> _EXERCISE DETAILS_: Write out all the entries word for word and omit any pictures.
---------- DATA FOR THIS EXERCISE
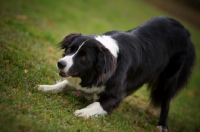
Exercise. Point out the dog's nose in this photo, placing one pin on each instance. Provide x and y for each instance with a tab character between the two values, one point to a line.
61	64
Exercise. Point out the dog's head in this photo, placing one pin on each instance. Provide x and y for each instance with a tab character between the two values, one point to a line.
86	58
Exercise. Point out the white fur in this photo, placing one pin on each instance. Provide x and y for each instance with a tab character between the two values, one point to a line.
93	109
160	129
109	43
69	59
72	84
56	88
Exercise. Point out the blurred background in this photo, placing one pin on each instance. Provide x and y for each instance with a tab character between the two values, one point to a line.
29	34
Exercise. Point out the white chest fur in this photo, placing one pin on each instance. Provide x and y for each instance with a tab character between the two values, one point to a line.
88	93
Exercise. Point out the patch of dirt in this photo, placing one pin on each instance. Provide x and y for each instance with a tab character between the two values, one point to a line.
179	9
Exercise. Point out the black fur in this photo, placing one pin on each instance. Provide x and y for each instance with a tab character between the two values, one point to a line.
159	53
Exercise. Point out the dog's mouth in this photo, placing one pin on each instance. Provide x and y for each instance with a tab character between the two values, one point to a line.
62	74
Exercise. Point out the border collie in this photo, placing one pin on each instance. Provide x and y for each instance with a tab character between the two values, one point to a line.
108	67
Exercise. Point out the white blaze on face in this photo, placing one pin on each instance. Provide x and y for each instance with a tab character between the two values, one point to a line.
69	59
109	43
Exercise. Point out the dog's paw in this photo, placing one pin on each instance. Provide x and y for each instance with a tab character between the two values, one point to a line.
162	129
93	109
43	87
82	113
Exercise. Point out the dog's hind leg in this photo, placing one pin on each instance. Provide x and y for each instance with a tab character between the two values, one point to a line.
56	88
169	83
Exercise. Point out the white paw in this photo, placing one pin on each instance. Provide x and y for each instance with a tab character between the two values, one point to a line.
93	109
162	129
42	87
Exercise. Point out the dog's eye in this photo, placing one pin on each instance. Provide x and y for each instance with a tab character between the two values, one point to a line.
69	50
83	57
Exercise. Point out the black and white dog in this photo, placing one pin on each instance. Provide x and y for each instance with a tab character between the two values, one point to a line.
111	66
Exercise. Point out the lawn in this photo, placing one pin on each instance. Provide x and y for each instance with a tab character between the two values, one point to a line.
29	34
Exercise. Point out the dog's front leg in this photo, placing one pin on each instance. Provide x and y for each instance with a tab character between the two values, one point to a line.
56	88
104	106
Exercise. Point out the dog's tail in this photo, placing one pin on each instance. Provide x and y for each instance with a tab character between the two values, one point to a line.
173	78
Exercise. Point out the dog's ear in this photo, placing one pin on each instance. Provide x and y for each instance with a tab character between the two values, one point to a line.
105	61
68	39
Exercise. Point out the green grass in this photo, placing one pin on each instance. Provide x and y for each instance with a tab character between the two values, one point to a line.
29	34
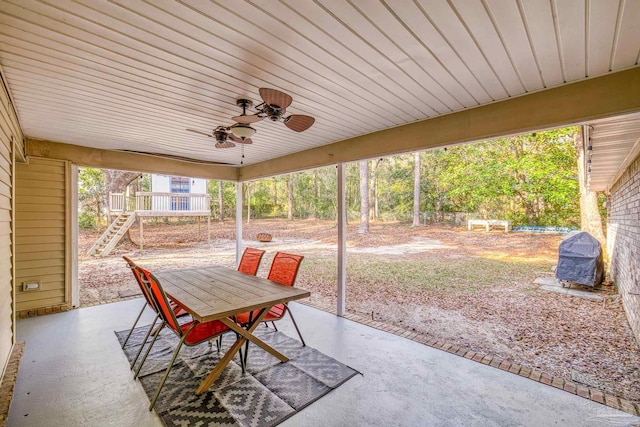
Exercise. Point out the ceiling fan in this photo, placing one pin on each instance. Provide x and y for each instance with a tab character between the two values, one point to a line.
274	106
224	137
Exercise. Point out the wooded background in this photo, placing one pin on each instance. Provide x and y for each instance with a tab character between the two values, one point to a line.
530	179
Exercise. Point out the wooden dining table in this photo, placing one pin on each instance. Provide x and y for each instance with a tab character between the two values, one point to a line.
218	293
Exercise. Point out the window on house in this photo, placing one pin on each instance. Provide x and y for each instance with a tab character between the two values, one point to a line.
180	184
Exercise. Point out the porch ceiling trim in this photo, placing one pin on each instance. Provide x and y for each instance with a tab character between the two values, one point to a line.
108	159
574	103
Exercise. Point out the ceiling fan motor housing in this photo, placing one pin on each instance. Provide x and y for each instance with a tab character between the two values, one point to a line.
220	135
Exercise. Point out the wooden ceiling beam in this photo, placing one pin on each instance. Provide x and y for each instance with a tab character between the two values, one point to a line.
109	159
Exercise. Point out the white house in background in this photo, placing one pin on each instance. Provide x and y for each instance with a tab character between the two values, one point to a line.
177	185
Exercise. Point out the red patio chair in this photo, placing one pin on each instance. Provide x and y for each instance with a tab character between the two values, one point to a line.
249	264
148	303
190	334
284	270
250	261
--------------------
> _SOLVED EXERCISE_:
Exercise. Point out the dog's nose in this photo, placing one pin on each instance. Provide x and y for each instance with a tab character between the two values, one point to a line.
61	64
Exercise. Point out the dog's head in this photo, placing one pin on each instance. Provide x and y for each instance with a tab character between the two values, one point to a line.
86	58
Exercise. Point out the white fur in this photo, placing one pin on each instance. Provide x and y for each instance with a tab character between the two values, one point to a line.
93	109
160	129
109	43
69	59
72	84
56	88
Exercise. Point out the blurred background in this photo, placing one pin on each instance. Provide x and y for each instance with a tab character between the two values, one point to a line.
29	34
Exercise. Point out the white chest fur in this photo, placing one pin on each instance. Provide x and y for each instance with a tab character between the two values, one point to a line.
88	93
Exercise. Point out the patch of dirt in this photo, placing one pin on each instance. Provide x and y for each instance with a tab character between the two values, one point to a line.
179	9
Exercise. Point out the black fur in this photo, placing one pin on each instance. Provide x and y for each instance with a tab character between the two values, one point to a line.
159	53
Exercise. Point out the dog's mouth in this photo, placing one pin on each instance. Provide x and y for each instance with a tab character between the two values, one point to a line.
62	74
Exercise. Point out the border collie in this photo, placing one pin on each instance. Provide x and y for each instance with a tab character between the two values, one point to a line.
108	67
Exercise. Point out the white blaze on face in this photo, placing one pin on each instance. Provide x and y for each instance with a tab character between the two values, one point to a line.
69	59
109	43
Exercise. Point out the dog's paw in this photo, placing one pin on each instance. Provide x and y for each instance with a tab character between the two values, one point to a line.
162	129
93	109
43	87
82	113
Exercise. Point out the dog's hind leg in this photo, placing one pin on each instance. Provide x and y for each instance with a tab character between the two values, one point to a line.
56	88
169	83
Exercise. Point out the white paw in this photo, placing one pin on each instance. Provide x and y for each instance with a tab character between the two values, one point to a line.
93	109
162	129
42	87
Exercise. Point out the dog's eye in this photo, placing one pin on each instance. Provide x and y for each instance with a tab character between the two values, one point to a line.
69	50
83	57
Exercise. Point out the black and white dog in this photo, placing one pin on each instance. Provide x and y for each instance with a tab character between the two values, one point to a line.
111	66
Exercise. Point out the lawn in this photo, placing one pin on each instance. Provide x and y for each instance with a tab character between the two values, one point to a line.
29	34
Exercise. Point out the dog's front leg in this photo, placing one pin on each instance. Provide x and y for each instance with a tab character between the two values, one point to a line.
56	88
104	106
Exercise. Point out the dog's tail in this photo, placing one pin on each instance. Provide x and y for each instance with a tab character between the two values, one point to a line.
173	78
Exercise. Point out the dog's ear in this photo, placing one pin on each instance. Provide x and y for each instance with a tab character between the two values, one point to a line.
105	61
68	39
Exercise. Point out the green grass in this photo, placing one pin on each instance. Provide x and y for each instance with a tab character between the two values, one point to a line.
29	34
Exercise. Point out the ceiling fan in this photo, placing one pin on each instance. Provide x and y for each instance with a tab character between the two values, one point to a line.
274	106
224	137
Exercise. Point out the wooded background in this photo, placing one pin on each instance. Provide x and y for each instance with a tab character between the two values, one point to a line.
530	179
Exercise. Point out the wooden dining table in this photo, placing one pin on each instance. Provide x and y for each instance with a tab character between the two values, one point to a line.
218	293
Exercise. Point out the window on house in this photo, placing one pin on each instance. Provide x and y for each instance with a tab character between the two values, one point to a line.
180	184
Exercise. Point out the porch ceiling trim in this photo, placing one pin on each instance. Provide x and y for each instance with a tab character between the two values, one point to a line.
108	159
574	103
Exercise. Point out the ceiling fan motor housing in this photo, placing one pin on each instance. Provide x and y for each instance with a tab character between the two values, one point to a line.
220	135
Exercise. Point out the wooden ceiling beam in this photo, placing one pin on each instance. Provide x and y for each instance with a tab character between the two values, one point to a line.
109	159
Exercise. Point out the white house in background in this photo, placing one pin on each instance. Provide x and y for each instance with a tab character between the two values, one point to a line.
177	185
Exercise. Point out the red patio chair in this photo, placing one pin on each instance. Provide x and y for each instance with a tab character between the two values, one point to a line.
249	264
148	303
190	334
284	270
250	261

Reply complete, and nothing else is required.